[Start of section]
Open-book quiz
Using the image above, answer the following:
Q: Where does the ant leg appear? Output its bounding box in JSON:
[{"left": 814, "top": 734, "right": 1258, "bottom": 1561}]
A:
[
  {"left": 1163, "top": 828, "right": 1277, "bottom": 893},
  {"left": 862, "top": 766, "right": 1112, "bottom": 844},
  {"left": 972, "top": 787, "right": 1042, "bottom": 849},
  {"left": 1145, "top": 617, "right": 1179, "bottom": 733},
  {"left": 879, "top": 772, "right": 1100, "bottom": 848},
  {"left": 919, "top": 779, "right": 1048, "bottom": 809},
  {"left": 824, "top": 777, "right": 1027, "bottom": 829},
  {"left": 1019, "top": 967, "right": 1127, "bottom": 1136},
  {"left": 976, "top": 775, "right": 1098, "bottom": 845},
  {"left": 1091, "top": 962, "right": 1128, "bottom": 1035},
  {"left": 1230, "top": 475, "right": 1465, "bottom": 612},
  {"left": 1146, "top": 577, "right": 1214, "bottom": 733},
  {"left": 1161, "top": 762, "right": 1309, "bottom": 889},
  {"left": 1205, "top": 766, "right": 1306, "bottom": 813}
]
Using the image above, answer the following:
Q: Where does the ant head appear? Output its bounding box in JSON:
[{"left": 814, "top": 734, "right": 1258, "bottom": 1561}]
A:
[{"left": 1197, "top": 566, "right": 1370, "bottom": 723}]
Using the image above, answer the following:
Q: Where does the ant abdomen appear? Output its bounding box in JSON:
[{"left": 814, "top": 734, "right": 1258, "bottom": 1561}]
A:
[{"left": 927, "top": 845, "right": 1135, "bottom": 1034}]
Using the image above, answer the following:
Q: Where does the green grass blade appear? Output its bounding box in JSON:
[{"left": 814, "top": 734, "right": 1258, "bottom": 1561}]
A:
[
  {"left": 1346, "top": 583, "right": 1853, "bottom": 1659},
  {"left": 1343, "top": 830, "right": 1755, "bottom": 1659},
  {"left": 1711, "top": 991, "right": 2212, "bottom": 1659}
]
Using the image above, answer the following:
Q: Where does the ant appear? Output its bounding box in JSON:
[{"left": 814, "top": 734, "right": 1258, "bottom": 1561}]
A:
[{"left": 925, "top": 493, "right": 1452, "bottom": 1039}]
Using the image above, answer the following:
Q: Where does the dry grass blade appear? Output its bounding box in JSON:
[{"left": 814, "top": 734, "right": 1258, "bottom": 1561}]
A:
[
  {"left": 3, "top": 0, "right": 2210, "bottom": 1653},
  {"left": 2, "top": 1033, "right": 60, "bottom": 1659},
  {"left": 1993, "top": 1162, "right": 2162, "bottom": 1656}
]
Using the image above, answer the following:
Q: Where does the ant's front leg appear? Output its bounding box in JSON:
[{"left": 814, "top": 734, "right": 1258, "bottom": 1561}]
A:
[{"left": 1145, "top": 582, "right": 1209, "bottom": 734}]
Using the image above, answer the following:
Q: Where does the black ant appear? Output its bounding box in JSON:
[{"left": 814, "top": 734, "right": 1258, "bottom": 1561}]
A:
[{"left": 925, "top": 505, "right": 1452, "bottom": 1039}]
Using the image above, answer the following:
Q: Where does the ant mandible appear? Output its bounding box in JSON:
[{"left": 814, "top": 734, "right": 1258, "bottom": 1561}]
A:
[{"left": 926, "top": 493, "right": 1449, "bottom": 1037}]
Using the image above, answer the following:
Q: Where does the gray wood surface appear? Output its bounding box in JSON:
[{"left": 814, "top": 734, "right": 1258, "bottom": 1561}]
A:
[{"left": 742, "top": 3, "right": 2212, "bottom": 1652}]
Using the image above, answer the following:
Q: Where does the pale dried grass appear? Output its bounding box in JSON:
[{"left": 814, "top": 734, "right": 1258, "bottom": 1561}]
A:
[End of section]
■ Directions for this task: Every record above is to be copied exactly.

■ Your solution:
Open-book quiz
Using the image above, answer the following:
Q: Where does the ant leg appear? Output its bounding box in JSON:
[{"left": 814, "top": 734, "right": 1258, "bottom": 1561}]
A:
[
  {"left": 1163, "top": 828, "right": 1277, "bottom": 893},
  {"left": 862, "top": 766, "right": 1112, "bottom": 844},
  {"left": 972, "top": 787, "right": 1042, "bottom": 849},
  {"left": 1145, "top": 617, "right": 1179, "bottom": 733},
  {"left": 879, "top": 772, "right": 1100, "bottom": 848},
  {"left": 919, "top": 779, "right": 1048, "bottom": 809},
  {"left": 824, "top": 777, "right": 1027, "bottom": 829},
  {"left": 1019, "top": 967, "right": 1127, "bottom": 1136},
  {"left": 976, "top": 775, "right": 1098, "bottom": 845},
  {"left": 1091, "top": 962, "right": 1128, "bottom": 1035},
  {"left": 1230, "top": 475, "right": 1465, "bottom": 612},
  {"left": 1146, "top": 577, "right": 1214, "bottom": 733},
  {"left": 1161, "top": 762, "right": 1309, "bottom": 889},
  {"left": 1205, "top": 766, "right": 1306, "bottom": 813}
]
Using the image above, answer the following:
Q: Where does the ant head appear? Output its bounding box in JSON:
[{"left": 814, "top": 734, "right": 1258, "bottom": 1561}]
A:
[{"left": 1197, "top": 566, "right": 1370, "bottom": 723}]
Using the image above, answer the following:
Q: Where does the ant abdomen appear? Output its bounding box in JSON:
[{"left": 814, "top": 734, "right": 1258, "bottom": 1561}]
A:
[{"left": 927, "top": 845, "right": 1135, "bottom": 1034}]
Using the image above, answer the following:
Q: Where does the green grass blade appear? Output its bounding box in JSON:
[{"left": 814, "top": 734, "right": 1258, "bottom": 1561}]
A:
[
  {"left": 1346, "top": 583, "right": 1853, "bottom": 1659},
  {"left": 1343, "top": 830, "right": 1755, "bottom": 1659},
  {"left": 1711, "top": 991, "right": 2212, "bottom": 1659}
]
Using the image above, answer the following:
Q: Where does the ant appear? Output its bounding box in JSON:
[{"left": 814, "top": 734, "right": 1258, "bottom": 1561}]
A:
[{"left": 925, "top": 493, "right": 1452, "bottom": 1039}]
Using the image above, answer the following:
Q: Where does the dry grass blade appear? Output its bounding box in JSON:
[{"left": 814, "top": 734, "right": 1258, "bottom": 1561}]
A:
[
  {"left": 3, "top": 0, "right": 2210, "bottom": 1653},
  {"left": 2, "top": 1033, "right": 60, "bottom": 1659},
  {"left": 1993, "top": 1162, "right": 2162, "bottom": 1656}
]
Using the image above, answer the following:
Q: Where does the ant's front leg appear? Output its bounding box in JSON:
[{"left": 814, "top": 734, "right": 1258, "bottom": 1561}]
A:
[{"left": 1145, "top": 582, "right": 1209, "bottom": 734}]
Using the image above, answer the following:
Q: Where does the black ant appear? Output its bounding box in JSON:
[{"left": 814, "top": 734, "right": 1258, "bottom": 1561}]
A:
[{"left": 925, "top": 505, "right": 1452, "bottom": 1039}]
Using the image above, answer the following:
Q: Where does the ant mandible appear? Output its bounding box in JSON:
[{"left": 814, "top": 734, "right": 1258, "bottom": 1561}]
A:
[{"left": 926, "top": 493, "right": 1449, "bottom": 1037}]
Using the image above, answer the following:
Q: Where does the gray wood surface appear? Output its bounding box in JSON:
[{"left": 814, "top": 734, "right": 1258, "bottom": 1561}]
A:
[{"left": 742, "top": 3, "right": 2212, "bottom": 1652}]
Using the image above, answer the following:
Q: Where does the pale dried grass appear? Output its bounding box in JSON:
[{"left": 814, "top": 734, "right": 1258, "bottom": 1561}]
A:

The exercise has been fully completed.